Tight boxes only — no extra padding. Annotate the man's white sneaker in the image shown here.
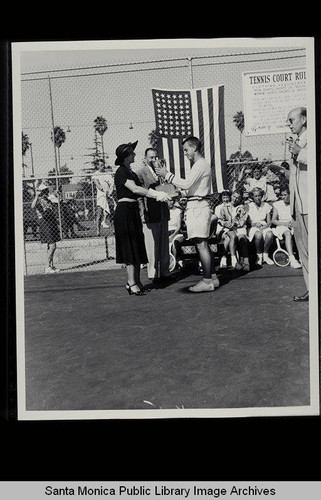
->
[189,280,215,292]
[212,274,220,288]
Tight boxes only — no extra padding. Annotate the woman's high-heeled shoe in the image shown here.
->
[137,282,151,292]
[126,283,146,295]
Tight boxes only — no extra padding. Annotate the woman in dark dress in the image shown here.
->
[114,141,171,295]
[31,184,60,274]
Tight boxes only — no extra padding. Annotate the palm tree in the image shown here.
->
[94,116,108,159]
[233,111,244,153]
[22,132,30,176]
[51,127,66,172]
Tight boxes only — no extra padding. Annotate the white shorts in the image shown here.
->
[248,227,272,241]
[185,201,213,239]
[272,226,293,240]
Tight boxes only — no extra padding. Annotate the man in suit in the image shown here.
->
[287,107,309,302]
[136,148,173,280]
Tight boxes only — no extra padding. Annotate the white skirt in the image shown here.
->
[248,227,272,241]
[272,226,293,240]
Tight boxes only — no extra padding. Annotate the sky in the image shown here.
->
[15,39,312,180]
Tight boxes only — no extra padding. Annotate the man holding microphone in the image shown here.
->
[287,107,309,302]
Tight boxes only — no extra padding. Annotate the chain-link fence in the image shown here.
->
[21,47,305,274]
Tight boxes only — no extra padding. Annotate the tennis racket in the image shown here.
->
[273,238,290,267]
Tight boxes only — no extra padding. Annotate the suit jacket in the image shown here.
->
[136,165,169,222]
[289,131,308,216]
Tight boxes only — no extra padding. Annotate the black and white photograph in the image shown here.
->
[12,37,319,421]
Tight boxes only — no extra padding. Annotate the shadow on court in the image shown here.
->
[24,265,310,411]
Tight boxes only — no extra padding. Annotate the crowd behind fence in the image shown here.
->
[21,47,305,274]
[23,157,288,274]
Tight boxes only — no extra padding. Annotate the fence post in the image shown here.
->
[187,57,193,89]
[48,75,62,239]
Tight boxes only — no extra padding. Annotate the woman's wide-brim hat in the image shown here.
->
[37,182,49,191]
[115,141,138,165]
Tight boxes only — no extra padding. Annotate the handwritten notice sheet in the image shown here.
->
[243,68,307,136]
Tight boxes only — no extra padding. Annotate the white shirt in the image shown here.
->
[165,158,212,196]
[273,200,291,223]
[248,201,272,223]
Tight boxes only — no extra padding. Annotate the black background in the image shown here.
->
[0,17,321,482]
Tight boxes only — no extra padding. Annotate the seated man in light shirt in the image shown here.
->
[156,136,220,292]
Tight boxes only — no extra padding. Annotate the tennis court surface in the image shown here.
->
[24,265,310,411]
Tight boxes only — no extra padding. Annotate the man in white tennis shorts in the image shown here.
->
[156,136,220,292]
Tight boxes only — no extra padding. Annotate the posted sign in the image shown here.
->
[243,68,307,136]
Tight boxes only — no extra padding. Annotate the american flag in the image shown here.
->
[152,85,228,193]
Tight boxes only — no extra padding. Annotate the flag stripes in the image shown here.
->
[152,85,228,192]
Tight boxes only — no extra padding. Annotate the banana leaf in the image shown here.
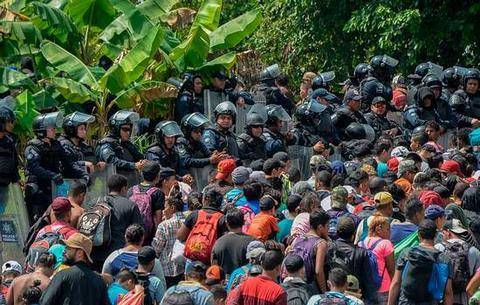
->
[113,81,178,108]
[14,90,40,134]
[40,40,98,88]
[209,10,262,52]
[99,27,165,94]
[50,77,96,104]
[66,0,115,29]
[0,67,34,87]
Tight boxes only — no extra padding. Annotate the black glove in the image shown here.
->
[52,174,63,185]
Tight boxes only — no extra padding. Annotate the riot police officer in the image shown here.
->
[365,96,401,139]
[25,112,84,221]
[145,121,185,175]
[174,73,204,123]
[58,111,95,178]
[263,104,294,158]
[202,101,240,159]
[252,64,295,113]
[422,73,458,129]
[403,87,442,130]
[312,71,335,91]
[237,112,266,166]
[177,112,228,170]
[450,68,480,128]
[332,89,367,140]
[0,106,20,188]
[95,110,146,178]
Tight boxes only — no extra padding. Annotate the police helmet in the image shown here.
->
[353,63,373,83]
[155,121,183,143]
[32,111,63,138]
[260,64,282,81]
[180,112,210,137]
[213,101,237,123]
[108,110,140,137]
[463,68,480,86]
[62,111,95,138]
[422,73,442,88]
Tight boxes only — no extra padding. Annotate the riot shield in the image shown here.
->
[190,165,215,192]
[235,104,252,135]
[0,183,30,265]
[203,89,228,122]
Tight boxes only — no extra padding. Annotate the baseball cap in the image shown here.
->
[52,197,72,214]
[332,186,348,209]
[2,261,22,274]
[425,204,452,220]
[440,160,463,177]
[443,218,468,234]
[63,233,93,264]
[344,89,363,102]
[215,159,237,180]
[372,96,387,105]
[250,171,270,186]
[232,166,252,184]
[373,192,393,206]
[205,265,225,286]
[247,240,267,259]
[283,254,305,273]
[311,88,337,101]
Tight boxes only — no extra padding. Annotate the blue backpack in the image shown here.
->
[358,239,386,290]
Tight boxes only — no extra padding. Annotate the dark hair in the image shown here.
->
[22,280,42,305]
[187,192,202,211]
[243,181,262,201]
[37,253,57,269]
[287,194,302,213]
[225,208,245,229]
[418,219,437,240]
[125,223,145,245]
[310,211,330,230]
[405,198,423,219]
[210,284,227,300]
[107,175,128,192]
[315,170,332,187]
[328,268,348,287]
[203,186,223,209]
[68,181,87,197]
[425,121,440,131]
[337,216,355,240]
[262,250,283,271]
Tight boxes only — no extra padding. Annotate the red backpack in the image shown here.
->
[185,210,223,264]
[129,185,158,236]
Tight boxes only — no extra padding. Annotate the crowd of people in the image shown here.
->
[0,55,480,305]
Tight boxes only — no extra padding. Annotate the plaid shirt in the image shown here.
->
[152,212,185,277]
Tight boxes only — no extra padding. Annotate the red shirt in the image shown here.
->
[229,275,287,305]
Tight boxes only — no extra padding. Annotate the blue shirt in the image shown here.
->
[107,282,128,305]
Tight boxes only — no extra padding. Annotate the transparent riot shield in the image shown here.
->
[83,164,117,206]
[235,104,252,135]
[0,183,30,265]
[190,165,215,192]
[203,89,228,122]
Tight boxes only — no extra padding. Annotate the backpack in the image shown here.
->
[78,196,112,247]
[442,241,470,293]
[22,207,51,256]
[162,286,194,305]
[238,205,255,234]
[129,185,158,235]
[283,235,322,283]
[185,210,223,264]
[25,226,71,273]
[359,239,387,290]
[314,294,350,305]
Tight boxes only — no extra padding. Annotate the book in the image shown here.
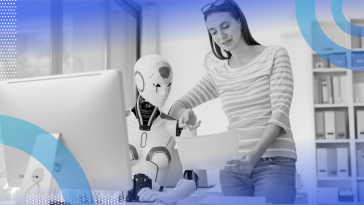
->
[358,181,364,202]
[356,149,364,177]
[321,81,329,104]
[326,76,334,104]
[313,78,320,104]
[339,76,348,103]
[332,76,341,104]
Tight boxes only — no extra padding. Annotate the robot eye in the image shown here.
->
[153,83,161,93]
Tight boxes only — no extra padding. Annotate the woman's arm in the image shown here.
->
[168,70,219,130]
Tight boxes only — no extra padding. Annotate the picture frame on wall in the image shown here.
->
[315,62,324,69]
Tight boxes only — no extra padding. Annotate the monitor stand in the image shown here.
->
[17,133,61,205]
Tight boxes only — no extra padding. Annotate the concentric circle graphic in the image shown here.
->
[295,0,364,70]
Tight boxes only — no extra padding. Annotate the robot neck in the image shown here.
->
[131,95,160,131]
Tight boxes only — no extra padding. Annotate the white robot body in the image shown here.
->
[127,111,176,186]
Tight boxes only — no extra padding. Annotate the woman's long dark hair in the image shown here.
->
[203,0,260,60]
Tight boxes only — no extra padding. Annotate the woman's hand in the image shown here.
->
[138,188,177,204]
[179,109,201,130]
[226,151,261,173]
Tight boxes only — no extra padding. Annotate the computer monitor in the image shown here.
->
[0,70,132,194]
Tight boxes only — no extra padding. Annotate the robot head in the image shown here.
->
[134,55,173,107]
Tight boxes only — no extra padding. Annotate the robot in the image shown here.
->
[126,55,198,202]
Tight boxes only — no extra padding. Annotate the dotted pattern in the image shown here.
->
[0,0,16,80]
[25,194,126,205]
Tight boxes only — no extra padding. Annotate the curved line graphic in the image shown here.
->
[295,0,363,70]
[0,115,94,204]
[331,0,364,37]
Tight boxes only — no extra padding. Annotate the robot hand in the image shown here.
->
[179,109,201,130]
[138,188,178,204]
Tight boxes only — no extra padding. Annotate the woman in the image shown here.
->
[169,0,297,204]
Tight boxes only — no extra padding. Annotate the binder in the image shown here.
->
[316,148,328,177]
[358,181,364,202]
[317,80,324,104]
[339,76,348,103]
[321,81,329,104]
[315,111,325,139]
[332,76,341,104]
[324,111,336,140]
[356,149,364,177]
[327,148,339,177]
[356,110,364,139]
[335,110,348,139]
[313,78,320,104]
[337,147,349,177]
[326,76,334,104]
[360,27,364,48]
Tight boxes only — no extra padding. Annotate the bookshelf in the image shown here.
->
[310,19,364,205]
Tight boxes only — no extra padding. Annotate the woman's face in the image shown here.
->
[206,12,241,51]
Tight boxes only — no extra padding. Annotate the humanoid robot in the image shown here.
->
[126,55,198,203]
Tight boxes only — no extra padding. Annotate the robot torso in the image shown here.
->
[126,110,177,186]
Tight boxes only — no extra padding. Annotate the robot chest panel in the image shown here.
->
[128,120,176,173]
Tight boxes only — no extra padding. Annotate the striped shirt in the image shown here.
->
[176,45,297,159]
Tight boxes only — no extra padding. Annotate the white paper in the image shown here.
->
[176,129,239,170]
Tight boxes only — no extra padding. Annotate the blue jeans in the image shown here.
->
[220,157,296,204]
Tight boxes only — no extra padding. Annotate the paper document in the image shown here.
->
[176,129,239,170]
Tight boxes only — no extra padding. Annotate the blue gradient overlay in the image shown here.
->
[0,0,16,80]
[331,0,364,37]
[295,0,363,70]
[0,115,94,204]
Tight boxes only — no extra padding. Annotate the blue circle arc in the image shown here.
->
[0,115,94,204]
[331,0,364,37]
[295,0,363,70]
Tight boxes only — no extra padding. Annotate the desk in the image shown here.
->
[167,184,308,204]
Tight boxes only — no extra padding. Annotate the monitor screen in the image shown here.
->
[0,70,132,190]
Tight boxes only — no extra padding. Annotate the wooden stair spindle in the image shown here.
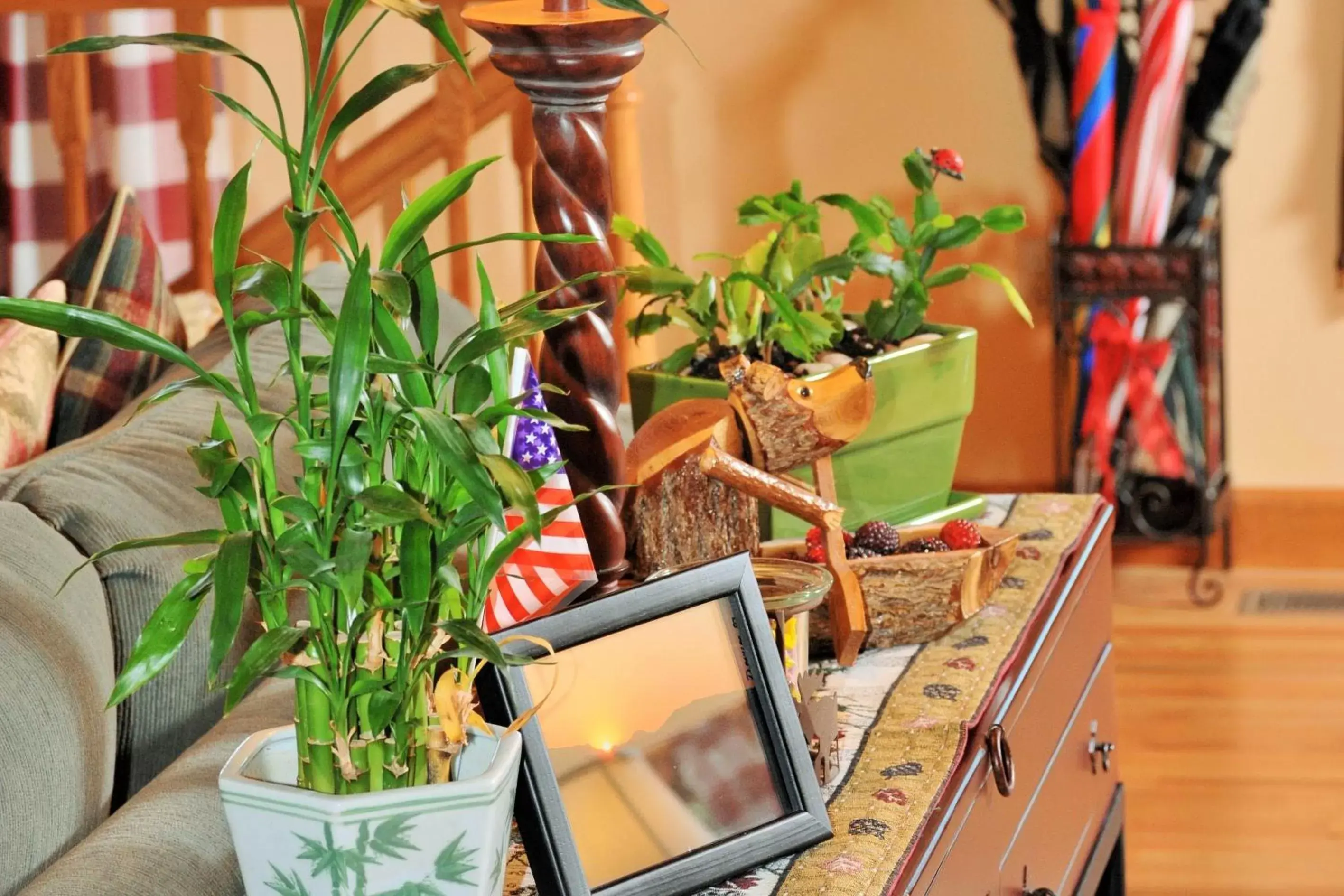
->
[173,8,215,289]
[46,12,92,243]
[464,0,667,586]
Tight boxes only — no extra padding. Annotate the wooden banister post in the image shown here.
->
[305,5,338,261]
[434,0,478,308]
[509,103,536,290]
[173,7,215,289]
[606,71,657,401]
[46,13,90,243]
[465,0,667,586]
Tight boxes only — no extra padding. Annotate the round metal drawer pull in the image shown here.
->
[985,726,1017,797]
[1087,740,1116,775]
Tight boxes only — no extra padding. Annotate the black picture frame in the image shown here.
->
[477,553,832,896]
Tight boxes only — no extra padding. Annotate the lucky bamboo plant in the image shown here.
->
[613,149,1032,377]
[0,0,629,793]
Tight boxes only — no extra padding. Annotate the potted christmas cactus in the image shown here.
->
[624,149,1031,537]
[0,0,624,896]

| Request |
Report each line of the material above that contains the word "picture". Case counts.

| In response |
Tight boxes only — no extra padding. Annotate the picture frame on wall in the image shown here.
Tight boxes only — no extra padding. Annotate the black picture frame in the image shown here.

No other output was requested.